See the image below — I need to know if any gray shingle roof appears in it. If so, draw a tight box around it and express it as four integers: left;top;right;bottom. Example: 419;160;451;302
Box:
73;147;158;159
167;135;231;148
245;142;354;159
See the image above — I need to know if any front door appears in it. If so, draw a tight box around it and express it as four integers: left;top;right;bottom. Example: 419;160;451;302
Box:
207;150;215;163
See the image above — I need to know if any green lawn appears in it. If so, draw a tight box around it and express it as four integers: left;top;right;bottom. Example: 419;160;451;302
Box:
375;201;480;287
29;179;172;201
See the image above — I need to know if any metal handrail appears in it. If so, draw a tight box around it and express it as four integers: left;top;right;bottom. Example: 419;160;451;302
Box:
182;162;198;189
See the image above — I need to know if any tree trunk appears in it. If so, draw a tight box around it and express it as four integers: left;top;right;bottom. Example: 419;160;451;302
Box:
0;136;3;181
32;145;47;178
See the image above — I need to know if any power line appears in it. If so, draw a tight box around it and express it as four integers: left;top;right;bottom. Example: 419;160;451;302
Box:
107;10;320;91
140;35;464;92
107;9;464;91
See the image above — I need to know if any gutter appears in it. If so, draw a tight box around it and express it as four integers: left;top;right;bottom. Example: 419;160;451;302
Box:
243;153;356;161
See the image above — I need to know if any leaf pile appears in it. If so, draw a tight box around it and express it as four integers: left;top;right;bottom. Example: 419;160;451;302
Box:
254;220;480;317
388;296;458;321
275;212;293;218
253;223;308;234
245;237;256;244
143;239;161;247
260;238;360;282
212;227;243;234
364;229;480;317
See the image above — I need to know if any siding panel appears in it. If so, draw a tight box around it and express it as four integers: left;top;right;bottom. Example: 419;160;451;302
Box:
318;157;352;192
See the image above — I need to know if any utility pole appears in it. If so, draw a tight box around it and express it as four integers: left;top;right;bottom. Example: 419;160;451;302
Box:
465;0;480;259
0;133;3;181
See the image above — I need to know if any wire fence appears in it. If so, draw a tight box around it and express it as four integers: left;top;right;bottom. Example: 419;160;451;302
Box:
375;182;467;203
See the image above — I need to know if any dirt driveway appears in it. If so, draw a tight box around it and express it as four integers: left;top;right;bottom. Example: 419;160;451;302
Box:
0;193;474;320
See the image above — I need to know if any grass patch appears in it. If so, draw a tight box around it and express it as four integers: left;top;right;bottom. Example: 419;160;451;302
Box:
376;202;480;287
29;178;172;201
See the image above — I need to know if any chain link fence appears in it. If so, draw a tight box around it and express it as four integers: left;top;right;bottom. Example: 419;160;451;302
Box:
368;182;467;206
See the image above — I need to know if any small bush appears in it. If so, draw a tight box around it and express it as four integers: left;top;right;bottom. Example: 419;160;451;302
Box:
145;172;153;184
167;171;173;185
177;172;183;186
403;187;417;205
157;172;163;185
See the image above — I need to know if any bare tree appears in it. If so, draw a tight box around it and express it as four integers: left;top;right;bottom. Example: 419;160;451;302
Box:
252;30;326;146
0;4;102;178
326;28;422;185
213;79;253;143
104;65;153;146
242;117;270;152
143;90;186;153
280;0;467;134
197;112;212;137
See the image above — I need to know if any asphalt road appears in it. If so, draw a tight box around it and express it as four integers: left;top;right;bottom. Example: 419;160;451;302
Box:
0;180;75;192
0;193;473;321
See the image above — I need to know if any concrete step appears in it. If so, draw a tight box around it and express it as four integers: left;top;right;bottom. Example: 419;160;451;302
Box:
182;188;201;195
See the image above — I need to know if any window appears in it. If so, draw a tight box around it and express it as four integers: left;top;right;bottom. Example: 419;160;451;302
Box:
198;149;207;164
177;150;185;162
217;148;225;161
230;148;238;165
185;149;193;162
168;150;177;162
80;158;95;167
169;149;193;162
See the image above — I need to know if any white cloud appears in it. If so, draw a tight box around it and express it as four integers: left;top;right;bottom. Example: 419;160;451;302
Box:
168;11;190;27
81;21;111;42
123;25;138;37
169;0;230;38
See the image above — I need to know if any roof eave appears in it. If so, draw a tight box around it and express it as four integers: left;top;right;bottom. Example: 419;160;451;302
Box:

####

▸ Short task
List each line in the items above that contains the word "roof", copying every such line in full.

▸ Answer in full
See the image below — I need to know if any gray shingle roof appears in it. If so, draw a tight box around it and express it as four integers: left;top;right;bottom. Example: 419;160;451;302
See the image above — I need to know if any roof eave appears in it. If so, draw a tight box around it and express it as four integers: left;top;right;bottom. Example: 419;160;451;302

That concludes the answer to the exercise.